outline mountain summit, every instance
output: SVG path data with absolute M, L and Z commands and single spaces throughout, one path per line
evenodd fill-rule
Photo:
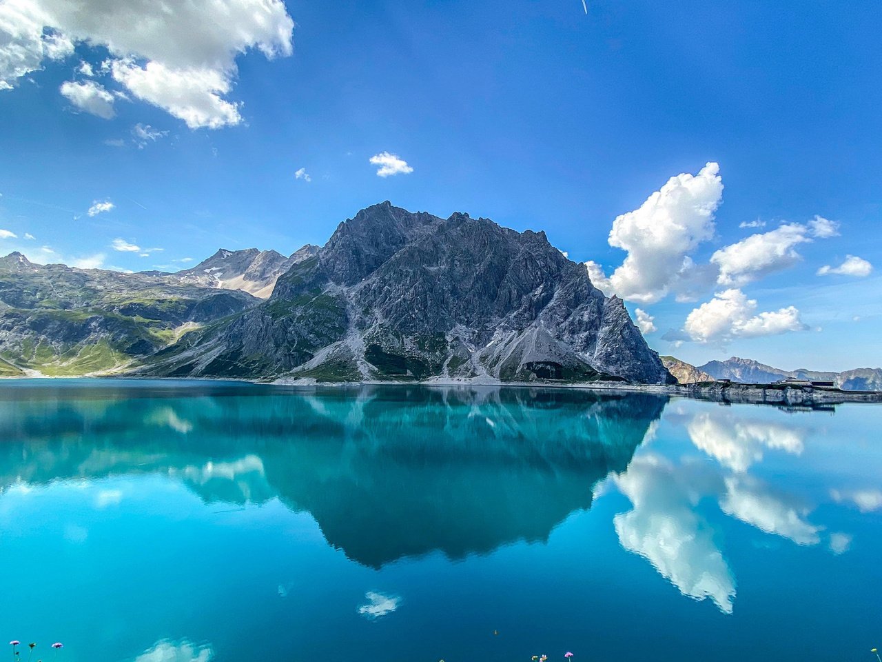
M 388 201 L 340 223 L 265 303 L 154 358 L 149 372 L 176 376 L 673 381 L 622 301 L 544 232 Z

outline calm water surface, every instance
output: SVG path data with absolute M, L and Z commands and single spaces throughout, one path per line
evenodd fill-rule
M 874 405 L 6 381 L 0 636 L 67 661 L 869 659 L 880 428 Z

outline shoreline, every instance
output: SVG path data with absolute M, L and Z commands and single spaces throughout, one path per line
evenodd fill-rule
M 282 377 L 273 380 L 247 380 L 214 377 L 144 377 L 138 374 L 93 374 L 72 376 L 50 376 L 43 374 L 7 375 L 5 380 L 131 380 L 161 381 L 205 381 L 239 382 L 260 386 L 282 386 L 294 388 L 337 387 L 351 388 L 362 386 L 419 386 L 424 387 L 490 387 L 516 388 L 568 388 L 606 393 L 648 393 L 672 397 L 721 402 L 722 404 L 771 404 L 785 407 L 816 407 L 846 402 L 882 402 L 882 391 L 843 391 L 840 389 L 815 388 L 806 386 L 777 384 L 742 384 L 736 382 L 697 382 L 691 384 L 628 384 L 621 381 L 593 381 L 581 383 L 556 383 L 546 381 L 500 381 L 479 378 L 476 380 L 456 378 L 431 378 L 413 381 L 385 381 L 364 380 L 359 381 L 319 381 L 312 378 L 292 379 Z

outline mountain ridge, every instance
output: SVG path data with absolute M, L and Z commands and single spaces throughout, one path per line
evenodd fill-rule
M 673 382 L 622 301 L 544 232 L 388 200 L 338 225 L 265 304 L 155 359 L 146 373 Z

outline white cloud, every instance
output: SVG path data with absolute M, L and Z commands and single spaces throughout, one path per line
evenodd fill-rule
M 839 235 L 839 223 L 815 214 L 814 219 L 809 221 L 809 231 L 818 239 L 829 239 Z
M 851 501 L 862 513 L 882 508 L 882 490 L 831 490 L 830 496 L 837 503 Z
M 725 482 L 726 494 L 720 503 L 723 512 L 797 545 L 817 545 L 820 541 L 821 527 L 804 519 L 808 515 L 806 508 L 785 502 L 755 478 L 730 477 Z
M 119 237 L 114 239 L 110 245 L 114 251 L 120 252 L 140 252 L 141 251 L 140 246 L 136 246 L 134 244 L 130 244 L 125 239 Z
M 637 308 L 634 312 L 637 313 L 637 327 L 640 329 L 641 334 L 651 334 L 655 331 L 654 317 L 639 308 Z
M 159 62 L 148 62 L 142 68 L 125 59 L 114 62 L 113 77 L 137 98 L 183 119 L 191 129 L 220 129 L 242 121 L 240 104 L 223 98 L 232 86 L 223 71 L 171 69 Z
M 95 200 L 92 203 L 92 207 L 89 207 L 88 214 L 90 216 L 97 216 L 99 214 L 103 212 L 108 212 L 116 207 L 110 200 L 104 200 L 103 202 L 99 202 Z
M 711 256 L 711 262 L 720 268 L 717 282 L 740 287 L 786 269 L 802 260 L 797 245 L 811 242 L 812 237 L 827 238 L 835 234 L 835 223 L 816 216 L 808 223 L 785 223 L 769 232 L 751 235 Z
M 763 458 L 766 448 L 801 455 L 803 432 L 798 428 L 735 417 L 729 412 L 705 411 L 686 424 L 697 448 L 733 471 L 744 473 Z
M 104 86 L 93 80 L 82 83 L 68 80 L 62 83 L 61 94 L 80 110 L 104 119 L 111 119 L 116 115 L 114 109 L 114 95 Z
M 872 273 L 873 266 L 863 258 L 856 255 L 846 255 L 845 261 L 839 267 L 825 265 L 818 269 L 818 275 L 827 275 L 828 274 L 838 274 L 840 275 L 853 275 L 863 278 Z
M 738 223 L 738 227 L 741 228 L 742 229 L 747 228 L 765 228 L 766 222 L 760 221 L 759 219 L 757 219 L 756 221 L 742 221 L 740 223 Z
M 240 104 L 224 98 L 235 58 L 254 49 L 289 56 L 293 30 L 282 0 L 7 0 L 0 4 L 0 88 L 45 59 L 70 55 L 76 41 L 106 48 L 102 72 L 191 128 L 237 124 Z
M 163 640 L 135 658 L 135 662 L 210 662 L 213 657 L 208 646 L 197 646 L 188 641 L 173 643 Z
M 131 135 L 134 136 L 135 143 L 139 149 L 143 149 L 148 142 L 156 142 L 161 138 L 168 135 L 167 131 L 159 131 L 150 124 L 142 124 L 138 122 L 131 127 Z
M 757 302 L 740 290 L 717 292 L 686 317 L 684 331 L 697 342 L 728 342 L 734 338 L 756 338 L 804 330 L 799 311 L 790 305 L 778 311 L 756 312 Z
M 369 621 L 387 616 L 401 604 L 401 598 L 398 596 L 387 596 L 372 591 L 365 593 L 364 597 L 368 598 L 368 602 L 358 607 L 358 613 Z
M 85 258 L 76 258 L 71 260 L 70 265 L 78 269 L 100 269 L 104 264 L 104 253 L 98 252 Z
M 47 15 L 31 0 L 0 3 L 0 90 L 41 68 L 43 60 L 61 60 L 73 53 L 73 42 L 44 31 Z
M 844 554 L 851 547 L 852 539 L 852 536 L 849 536 L 848 533 L 831 533 L 830 551 L 837 556 Z
M 714 237 L 714 214 L 723 189 L 719 172 L 717 163 L 707 163 L 698 175 L 671 177 L 639 208 L 617 217 L 609 243 L 628 255 L 609 278 L 596 263 L 587 262 L 594 285 L 649 304 L 690 277 L 694 264 L 689 253 Z
M 684 595 L 710 598 L 721 612 L 731 613 L 735 577 L 674 466 L 644 455 L 613 479 L 633 504 L 632 510 L 613 518 L 622 546 L 647 559 Z
M 391 175 L 407 175 L 414 171 L 414 169 L 407 165 L 407 162 L 400 158 L 398 154 L 380 152 L 370 157 L 370 164 L 379 166 L 377 170 L 377 177 L 387 177 Z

Given problem → Return the listing above in full and without alteration, excluding its pictures.

Output of the task →
outline mountain summit, every instance
output: SVG path data with absolute M, L and Z commands and single spaces throughout, one path per line
evenodd fill-rule
Photo:
M 388 201 L 340 223 L 265 303 L 154 358 L 149 372 L 176 376 L 673 381 L 622 301 L 544 232 Z

outline calm water surface, every instance
output: SVG path data with absolute M, L and Z commands and single spaces throughout, one path per line
evenodd fill-rule
M 874 405 L 6 381 L 0 636 L 67 661 L 869 659 L 880 428 Z

outline shoreline, every instance
output: SVG path data with absolute M, L and Z commands and single spaces throughout, one path per line
evenodd fill-rule
M 282 377 L 273 380 L 247 380 L 214 377 L 144 377 L 138 374 L 93 374 L 72 376 L 50 376 L 43 374 L 7 375 L 5 380 L 131 380 L 161 381 L 205 381 L 239 382 L 260 386 L 282 386 L 294 388 L 337 387 L 351 388 L 362 386 L 419 386 L 424 387 L 490 387 L 516 388 L 568 388 L 606 393 L 648 393 L 672 397 L 721 402 L 722 404 L 771 404 L 785 407 L 816 407 L 846 402 L 882 402 L 882 391 L 843 391 L 840 389 L 815 388 L 806 386 L 777 384 L 742 384 L 736 382 L 697 382 L 691 384 L 628 384 L 621 381 L 593 381 L 581 383 L 556 383 L 546 381 L 500 381 L 479 378 L 476 380 L 456 378 L 431 378 L 413 381 L 385 381 L 364 380 L 359 381 L 319 381 L 312 378 L 292 379 Z

outline mountain ridge, every instance
output: SVG path data with absolute M, L and Z commands and single spaces throughout, one path per line
evenodd fill-rule
M 673 382 L 622 301 L 544 232 L 388 200 L 338 225 L 265 304 L 155 359 L 146 373 Z

outline white cloud, every instance
output: SVG path data with absolute M, L and Z commands and single spaces throughout, one path per line
evenodd fill-rule
M 839 235 L 839 223 L 815 214 L 814 219 L 809 221 L 809 231 L 818 239 L 829 239 Z
M 851 501 L 862 513 L 882 508 L 882 490 L 831 490 L 830 496 L 837 503 Z
M 725 482 L 726 494 L 720 503 L 723 512 L 797 545 L 817 545 L 820 541 L 821 527 L 804 519 L 808 515 L 806 508 L 785 502 L 755 478 L 730 477 Z
M 119 237 L 114 239 L 110 245 L 114 251 L 120 252 L 140 252 L 141 251 L 140 246 L 136 246 L 134 244 L 130 244 L 125 239 Z
M 637 308 L 634 312 L 637 313 L 637 327 L 640 329 L 641 334 L 651 334 L 655 331 L 654 317 L 639 308 Z
M 159 62 L 148 62 L 142 68 L 125 59 L 114 62 L 113 77 L 137 98 L 183 119 L 191 129 L 220 129 L 242 121 L 240 104 L 223 98 L 232 86 L 223 71 L 171 69 Z
M 95 200 L 92 203 L 92 207 L 89 207 L 88 214 L 90 216 L 97 216 L 99 214 L 103 212 L 108 212 L 116 207 L 110 200 L 104 200 L 103 202 L 99 202 Z
M 711 256 L 711 262 L 720 268 L 717 282 L 740 287 L 786 269 L 802 260 L 797 245 L 811 242 L 812 237 L 827 238 L 835 234 L 835 223 L 816 216 L 808 223 L 785 223 L 769 232 L 751 235 Z
M 763 458 L 766 448 L 801 455 L 803 432 L 798 428 L 735 417 L 729 412 L 705 411 L 686 424 L 697 448 L 733 471 L 744 473 Z
M 104 86 L 93 80 L 82 83 L 68 80 L 62 83 L 61 94 L 80 110 L 104 119 L 111 119 L 116 115 L 114 109 L 114 95 Z
M 872 273 L 873 266 L 863 258 L 856 255 L 846 255 L 845 261 L 839 267 L 825 265 L 818 269 L 818 275 L 827 275 L 828 274 L 838 274 L 840 275 L 853 275 L 863 278 Z
M 738 223 L 738 227 L 741 228 L 742 229 L 747 228 L 765 228 L 766 222 L 760 221 L 759 219 L 757 219 L 756 221 L 742 221 L 740 223 Z
M 240 104 L 224 98 L 235 58 L 254 49 L 289 56 L 293 30 L 282 0 L 7 0 L 0 4 L 0 88 L 45 59 L 70 55 L 76 41 L 106 48 L 102 72 L 191 128 L 237 124 Z
M 163 640 L 135 658 L 135 662 L 210 662 L 213 657 L 208 646 L 197 646 L 188 641 L 173 643 Z
M 131 135 L 134 136 L 135 143 L 139 149 L 143 149 L 148 142 L 156 142 L 161 138 L 168 135 L 167 131 L 159 131 L 150 124 L 142 124 L 138 122 L 131 127 Z
M 757 302 L 740 290 L 717 292 L 686 317 L 684 331 L 697 342 L 728 342 L 734 338 L 756 338 L 804 330 L 799 311 L 790 305 L 778 311 L 756 312 Z
M 369 621 L 387 616 L 401 604 L 401 598 L 398 596 L 387 596 L 372 591 L 365 593 L 364 597 L 368 598 L 368 602 L 358 607 L 358 613 Z
M 85 258 L 76 258 L 71 260 L 70 265 L 78 269 L 100 269 L 104 264 L 104 253 L 98 252 Z
M 47 15 L 31 0 L 0 3 L 0 90 L 41 68 L 43 60 L 61 60 L 73 53 L 73 42 L 44 31 Z
M 844 554 L 851 547 L 852 539 L 852 536 L 849 536 L 848 533 L 831 533 L 830 551 L 837 556 Z
M 714 237 L 714 214 L 723 189 L 719 172 L 717 163 L 707 163 L 698 175 L 671 177 L 639 208 L 617 217 L 609 243 L 628 255 L 609 278 L 596 263 L 587 262 L 594 285 L 649 304 L 690 277 L 694 264 L 689 253 Z
M 684 595 L 710 598 L 721 612 L 731 613 L 735 577 L 674 466 L 644 455 L 613 479 L 633 504 L 632 510 L 613 518 L 622 546 L 647 559 Z
M 391 175 L 407 175 L 414 171 L 414 169 L 407 165 L 407 162 L 400 158 L 398 154 L 380 152 L 370 157 L 370 164 L 379 166 L 377 170 L 377 177 L 387 177 Z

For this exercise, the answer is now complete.